■ **WHAT TO WORK ON**: Put each line of the material below into a Markdown table with the columns Row and Line, numbering the rows in Row and placing the line's text in Line. Omit blank lines.

■ **EXERCISE DATA**:
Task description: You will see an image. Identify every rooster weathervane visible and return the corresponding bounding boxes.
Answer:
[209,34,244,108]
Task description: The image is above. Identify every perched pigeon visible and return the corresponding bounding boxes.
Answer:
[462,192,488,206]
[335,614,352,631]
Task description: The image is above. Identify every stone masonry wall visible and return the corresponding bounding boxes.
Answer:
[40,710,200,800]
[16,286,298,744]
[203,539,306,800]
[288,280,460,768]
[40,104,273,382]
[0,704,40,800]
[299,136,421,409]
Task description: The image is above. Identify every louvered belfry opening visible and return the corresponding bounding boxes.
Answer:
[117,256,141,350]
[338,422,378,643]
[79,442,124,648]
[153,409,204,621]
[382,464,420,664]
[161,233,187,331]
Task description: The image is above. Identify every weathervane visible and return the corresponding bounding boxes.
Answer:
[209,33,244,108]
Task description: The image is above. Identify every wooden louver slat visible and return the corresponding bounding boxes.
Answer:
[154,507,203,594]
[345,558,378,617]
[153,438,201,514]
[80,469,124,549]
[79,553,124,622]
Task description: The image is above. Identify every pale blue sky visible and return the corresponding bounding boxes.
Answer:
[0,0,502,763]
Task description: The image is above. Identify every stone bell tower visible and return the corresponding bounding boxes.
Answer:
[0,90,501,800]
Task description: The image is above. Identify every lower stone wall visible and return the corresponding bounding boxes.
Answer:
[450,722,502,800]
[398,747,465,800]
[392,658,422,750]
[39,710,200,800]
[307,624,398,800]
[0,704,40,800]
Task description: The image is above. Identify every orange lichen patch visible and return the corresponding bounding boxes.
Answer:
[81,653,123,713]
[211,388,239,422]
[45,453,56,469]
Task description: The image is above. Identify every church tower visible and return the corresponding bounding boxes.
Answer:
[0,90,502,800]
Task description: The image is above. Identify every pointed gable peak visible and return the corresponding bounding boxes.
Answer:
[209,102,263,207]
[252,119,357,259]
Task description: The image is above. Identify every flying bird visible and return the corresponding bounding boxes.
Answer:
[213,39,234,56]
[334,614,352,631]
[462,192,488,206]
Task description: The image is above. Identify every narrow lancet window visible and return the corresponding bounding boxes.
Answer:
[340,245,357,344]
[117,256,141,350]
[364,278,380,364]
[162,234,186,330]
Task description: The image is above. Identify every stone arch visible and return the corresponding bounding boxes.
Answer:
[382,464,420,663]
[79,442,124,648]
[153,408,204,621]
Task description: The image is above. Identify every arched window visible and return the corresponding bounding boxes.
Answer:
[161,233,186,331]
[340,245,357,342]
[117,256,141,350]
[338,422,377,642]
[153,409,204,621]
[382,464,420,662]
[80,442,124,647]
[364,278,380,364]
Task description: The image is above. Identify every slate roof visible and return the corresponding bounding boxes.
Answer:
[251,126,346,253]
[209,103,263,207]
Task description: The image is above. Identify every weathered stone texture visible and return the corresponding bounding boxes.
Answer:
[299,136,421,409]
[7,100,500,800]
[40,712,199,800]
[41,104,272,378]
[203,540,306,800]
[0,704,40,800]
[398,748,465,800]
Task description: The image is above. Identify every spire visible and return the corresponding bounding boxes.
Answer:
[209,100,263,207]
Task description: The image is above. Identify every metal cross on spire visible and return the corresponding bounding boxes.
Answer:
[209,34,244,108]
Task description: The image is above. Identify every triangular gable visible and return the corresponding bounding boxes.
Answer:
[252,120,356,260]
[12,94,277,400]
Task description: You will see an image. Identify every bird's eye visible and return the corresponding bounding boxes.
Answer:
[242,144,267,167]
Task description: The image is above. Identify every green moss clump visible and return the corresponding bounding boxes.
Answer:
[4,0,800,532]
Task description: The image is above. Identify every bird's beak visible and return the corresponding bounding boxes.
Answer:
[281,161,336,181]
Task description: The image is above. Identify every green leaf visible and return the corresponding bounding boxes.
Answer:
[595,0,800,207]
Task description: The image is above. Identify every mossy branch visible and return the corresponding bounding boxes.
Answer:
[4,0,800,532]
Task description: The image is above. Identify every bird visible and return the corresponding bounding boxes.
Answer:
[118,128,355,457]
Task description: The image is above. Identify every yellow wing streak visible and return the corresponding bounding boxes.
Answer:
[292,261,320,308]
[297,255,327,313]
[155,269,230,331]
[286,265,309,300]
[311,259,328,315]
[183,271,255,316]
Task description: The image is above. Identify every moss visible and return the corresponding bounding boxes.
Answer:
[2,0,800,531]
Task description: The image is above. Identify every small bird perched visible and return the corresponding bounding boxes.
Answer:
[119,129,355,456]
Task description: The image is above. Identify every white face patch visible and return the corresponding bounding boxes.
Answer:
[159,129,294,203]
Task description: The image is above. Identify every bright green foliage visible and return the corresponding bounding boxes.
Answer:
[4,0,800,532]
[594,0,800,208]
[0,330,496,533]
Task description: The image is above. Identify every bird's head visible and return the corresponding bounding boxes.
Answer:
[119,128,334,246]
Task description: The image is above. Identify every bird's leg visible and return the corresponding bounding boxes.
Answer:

■ **ANSWER TO THIS EXERCISE**:
| Row | Line |
|---|---|
| 1 | Task description: You will see an image. Identify every rooster weathervane visible and return the corresponding bounding boxes. |
| 2 | Answer: |
| 3 | [209,34,244,108] |
| 4 | Task description: The image is above. Identify every perched pigeon visible and return the corresponding bounding boxes. |
| 5 | Answer: |
| 6 | [462,192,488,206] |
| 7 | [335,614,352,631] |
| 8 | Task description: The image is above. Identify every stone masonry wall visible and return the corresponding bounding boxes. |
| 9 | Answer: |
| 10 | [40,710,200,800] |
| 11 | [16,286,298,744] |
| 12 | [203,539,306,800] |
| 13 | [288,280,460,768] |
| 14 | [40,104,273,382] |
| 15 | [0,704,40,800] |
| 16 | [299,136,421,409] |
| 17 | Task description: The image is above. Identify every louvered belfry opening visible and return the corresponding bounding boxes. |
| 18 | Answer: |
| 19 | [117,256,141,350] |
| 20 | [338,422,378,643] |
| 21 | [79,442,124,648] |
| 22 | [153,409,204,621] |
| 23 | [382,464,420,664] |
| 24 | [161,233,187,331] |
| 25 | Task description: The image is above. Identify every weathervane visible and return the corresponding bounding boxes. |
| 26 | Answer: |
| 27 | [209,33,244,108] |
| 28 | Task description: The image is above. Identify every wooden louver slat visible and return the corresponding bounding boxes. |
| 29 | Answer: |
| 30 | [154,507,203,594] |
| 31 | [345,558,378,617] |
| 32 | [153,438,201,514] |
| 33 | [80,469,124,549] |
| 34 | [79,553,124,622] |
| 35 | Task description: The image is above. Identify every pale blue sky visible and return the corresponding bounding boxes. |
| 36 | Answer: |
| 37 | [0,0,502,763] |
| 38 | Task description: The image is above. Identify every stone bell tower visible and return the corresponding bounding boxes. |
| 39 | Answer: |
| 40 | [0,90,501,800] |
| 41 | Task description: The image is above. Identify every lower stone wall visible and return the corresponding bounding boxes. |
| 42 | Answer: |
| 43 | [450,722,502,800] |
| 44 | [398,747,465,800] |
| 45 | [392,658,422,750] |
| 46 | [39,710,200,800] |
| 47 | [307,624,398,800] |
| 48 | [0,704,40,800] |
| 49 | Task description: The image is above. Identify every orange lichen patch visible and return the corresponding bounding boxes. |
| 50 | Answer: |
| 51 | [81,653,123,713] |
| 52 | [211,388,239,422] |
| 53 | [45,453,56,469] |
| 54 | Task description: The image is above. Identify every church tower visible and return the corresponding bounding boxes. |
| 55 | Answer: |
| 56 | [0,90,502,800] |
| 57 | Task description: The image is above. Identify every pointed gable peak visible and return the corresponding bounding boxes. |
| 58 | Answer: |
| 59 | [209,102,263,207] |
| 60 | [252,119,357,259] |
| 61 | Task description: The image is above. Identify every flying bird visible and return the corresponding bounding boxes. |
| 62 | Answer: |
| 63 | [213,39,234,56] |
| 64 | [334,614,352,631] |
| 65 | [462,192,488,206] |
| 66 | Task description: The image is above. Identify every narrow lancet window visible and return the corresponding bounding boxes. |
| 67 | Answer: |
| 68 | [340,245,357,344] |
| 69 | [117,256,141,350] |
| 70 | [364,278,380,364] |
| 71 | [162,234,186,330] |
| 72 | Task description: The image is above. Identify every stone arch visible and return the corresponding bounding boxes. |
| 73 | Answer: |
| 74 | [382,464,420,663] |
| 75 | [79,442,124,648] |
| 76 | [153,408,204,621] |
| 77 | Task description: The image is above. Identify every arched window visible and return the corresponding bounding boxes. |
| 78 | Answer: |
| 79 | [161,233,186,331] |
| 80 | [340,245,357,342] |
| 81 | [117,256,141,350] |
| 82 | [338,422,377,642] |
| 83 | [153,409,204,621] |
| 84 | [382,464,420,662] |
| 85 | [80,442,124,647] |
| 86 | [364,278,380,364] |
| 87 | Task description: The image is above. Identify every slate roof visible and return the corresponding bounding boxes. |
| 88 | Answer: |
| 89 | [251,126,346,253] |
| 90 | [209,103,263,207] |
| 91 | Task description: The image is above. Identify every weathered stone texture visible and return the corresponding bounding boxes. |
| 92 | Answer: |
| 93 | [299,136,421,409] |
| 94 | [7,100,500,800] |
| 95 | [40,712,199,800] |
| 96 | [41,104,272,378] |
| 97 | [203,540,306,800] |
| 98 | [0,704,40,800] |
| 99 | [398,748,465,800] |
| 100 | Task description: The image is above. Identify every spire visible and return the corresponding bounding boxes. |
| 101 | Answer: |
| 102 | [209,100,263,207] |
| 103 | Task description: The image is above. Identify every metal cross on spire visible and return the corresponding bounding boxes. |
| 104 | Answer: |
| 105 | [209,34,244,108] |
| 106 | Task description: The image is above. Identify every triangular gable visible and return the corresponding bounding boxes. |
| 107 | Answer: |
| 108 | [252,120,356,260] |
| 109 | [12,94,277,400] |
| 110 | Task description: You will see an image. Identify every bird's eye visible and return the corresponding bounding boxes. |
| 111 | Answer: |
| 112 | [242,144,267,167] |
| 113 | Task description: The image is above. Identify every green moss clump visible and return the corresponding bounding boxes. |
| 114 | Answer: |
| 115 | [4,0,800,532] |
| 116 | Task description: The image is above. Identify every bird's beak visible and return the corresponding bounding boxes. |
| 117 | Answer: |
| 118 | [281,161,336,181] |
| 119 | Task description: The image is above. Identify every green leaf visible and return the corresponding bounding boxes. |
| 120 | Answer: |
| 121 | [595,0,800,207] |
| 122 | Task description: The image is above. Identify every mossy branch visible and return the corresponding bounding boxes. |
| 123 | Answer: |
| 124 | [4,0,800,532] |
| 125 | Task description: The image is above. Identify every bird visible and return the corresponding bounding boxes. |
| 126 | Answer: |
| 127 | [118,128,355,457] |
| 128 | Task description: The image is above. Identify every yellow wing streak visible and return the corresponding bounding boxes. |
| 129 | Answer: |
| 130 | [292,261,320,308] |
| 131 | [297,255,327,313] |
| 132 | [155,269,230,331] |
| 133 | [286,265,309,300] |
| 134 | [311,259,328,315] |
| 135 | [183,271,255,316] |
| 136 | Task description: The image is above. Identify every moss visible and return the corresponding bounding boxes. |
| 137 | Answer: |
| 138 | [2,0,800,531] |
| 139 | Task description: The image is above. Identify every small bird perched visible and return the corresponding bounding boxes. |
| 140 | Answer: |
| 141 | [119,129,355,456] |
| 142 | Task description: The image is above. Identify every white face patch visible and return the corresponding bounding boxes. |
| 143 | Answer: |
| 144 | [159,129,294,203] |
| 145 | Task description: The image is above. Identify every bright green foliage visible and return the corresponding bounding boxes. |
| 146 | Answer: |
| 147 | [4,0,800,532] |
| 148 | [594,0,800,208] |
| 149 | [0,330,496,533] |
| 150 | Task description: The image is above. Identify every bird's head visible and return the corresponding bounding boxes. |
| 151 | Answer: |
| 152 | [119,128,334,246] |
| 153 | Task description: The image is above. Identify every bird's leg visible and return the corresponding bounding boxes. |
| 154 | Answer: |